» Aim: Rewrite the records below, changing "apartment window" to "balcony door" and keeping everything else the same. Leave out the pictures.

» Material supplied:
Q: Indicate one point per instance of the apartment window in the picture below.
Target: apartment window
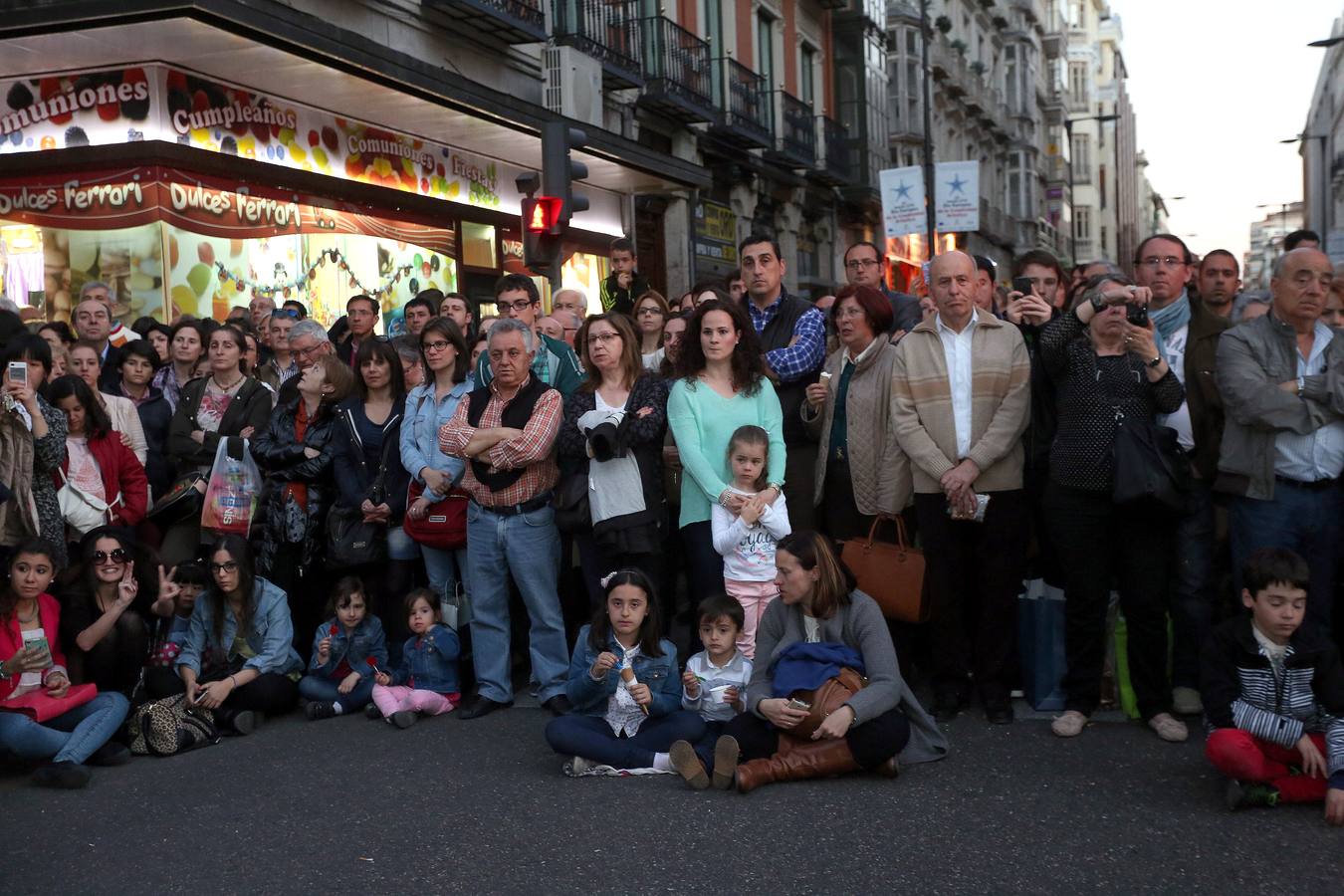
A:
(806, 69)
(765, 49)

» The result:
Q: Indicate one point per instance of the balcony door in the picture below.
Target: balcony door
A:
(806, 69)
(765, 49)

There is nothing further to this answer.